• **Objective**:
Format the rows from the line containing "Rules: pick out every instance of the shrub" down to the line containing "point(196, 215)" as a Markdown table with the columns Number and Line, skipping any blank lines.
-- Start of Recorded information --
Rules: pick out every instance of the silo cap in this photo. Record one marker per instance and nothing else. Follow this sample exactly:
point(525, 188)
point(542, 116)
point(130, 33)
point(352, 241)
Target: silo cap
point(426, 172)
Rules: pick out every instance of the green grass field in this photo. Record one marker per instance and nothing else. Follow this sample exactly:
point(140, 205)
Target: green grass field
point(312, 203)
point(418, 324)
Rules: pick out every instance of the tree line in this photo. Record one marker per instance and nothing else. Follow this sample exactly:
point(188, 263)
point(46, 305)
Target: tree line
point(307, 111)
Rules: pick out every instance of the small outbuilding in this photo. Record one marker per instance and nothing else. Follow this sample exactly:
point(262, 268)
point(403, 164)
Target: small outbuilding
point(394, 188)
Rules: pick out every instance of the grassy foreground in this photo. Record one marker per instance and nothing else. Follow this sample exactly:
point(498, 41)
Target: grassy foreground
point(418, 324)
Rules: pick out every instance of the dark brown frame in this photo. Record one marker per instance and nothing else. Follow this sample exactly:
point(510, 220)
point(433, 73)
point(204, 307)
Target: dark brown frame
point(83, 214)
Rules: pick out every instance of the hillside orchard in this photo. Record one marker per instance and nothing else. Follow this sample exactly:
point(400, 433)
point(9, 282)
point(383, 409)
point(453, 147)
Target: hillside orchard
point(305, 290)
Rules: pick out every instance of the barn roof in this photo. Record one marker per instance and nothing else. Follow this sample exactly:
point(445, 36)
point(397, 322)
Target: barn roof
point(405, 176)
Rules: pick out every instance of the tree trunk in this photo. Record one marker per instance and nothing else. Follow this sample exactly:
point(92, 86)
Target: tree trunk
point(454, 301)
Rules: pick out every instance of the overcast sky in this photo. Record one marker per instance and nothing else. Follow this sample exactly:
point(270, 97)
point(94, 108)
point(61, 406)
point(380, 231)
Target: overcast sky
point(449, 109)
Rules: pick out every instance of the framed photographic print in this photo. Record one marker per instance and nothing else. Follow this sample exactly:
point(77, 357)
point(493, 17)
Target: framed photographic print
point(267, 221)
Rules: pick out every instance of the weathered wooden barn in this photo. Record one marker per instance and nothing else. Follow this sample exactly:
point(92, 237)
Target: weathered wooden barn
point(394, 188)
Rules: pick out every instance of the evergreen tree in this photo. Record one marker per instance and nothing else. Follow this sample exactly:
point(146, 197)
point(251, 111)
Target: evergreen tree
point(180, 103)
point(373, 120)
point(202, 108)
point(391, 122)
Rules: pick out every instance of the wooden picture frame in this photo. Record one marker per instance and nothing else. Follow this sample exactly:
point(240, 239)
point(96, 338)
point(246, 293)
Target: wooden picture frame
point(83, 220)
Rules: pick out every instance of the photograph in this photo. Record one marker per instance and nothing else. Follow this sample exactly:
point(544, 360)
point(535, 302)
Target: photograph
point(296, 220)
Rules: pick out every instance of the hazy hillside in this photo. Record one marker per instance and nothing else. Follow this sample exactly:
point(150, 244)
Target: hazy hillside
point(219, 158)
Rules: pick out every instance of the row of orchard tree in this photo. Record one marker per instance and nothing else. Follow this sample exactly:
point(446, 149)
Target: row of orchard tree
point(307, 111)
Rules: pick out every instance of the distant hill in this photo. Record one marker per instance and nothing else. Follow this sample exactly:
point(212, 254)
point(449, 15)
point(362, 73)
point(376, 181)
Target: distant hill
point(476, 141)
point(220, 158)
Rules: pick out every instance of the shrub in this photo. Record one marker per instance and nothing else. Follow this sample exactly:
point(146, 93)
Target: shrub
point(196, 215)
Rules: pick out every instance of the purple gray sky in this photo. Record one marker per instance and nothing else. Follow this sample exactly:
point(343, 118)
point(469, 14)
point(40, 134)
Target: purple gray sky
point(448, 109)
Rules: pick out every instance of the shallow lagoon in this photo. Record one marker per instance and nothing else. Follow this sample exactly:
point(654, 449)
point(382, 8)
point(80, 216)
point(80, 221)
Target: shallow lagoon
-- End of Recorded information --
• **Final answer**:
| Number | Line |
|---|---|
| 1 | Rules: pick out every instance of the shrub in this photo. Record one marker per instance and nothing else. Follow this sample exactly: |
| 2 | point(146, 93) |
| 3 | Target: shrub |
| 4 | point(196, 215) |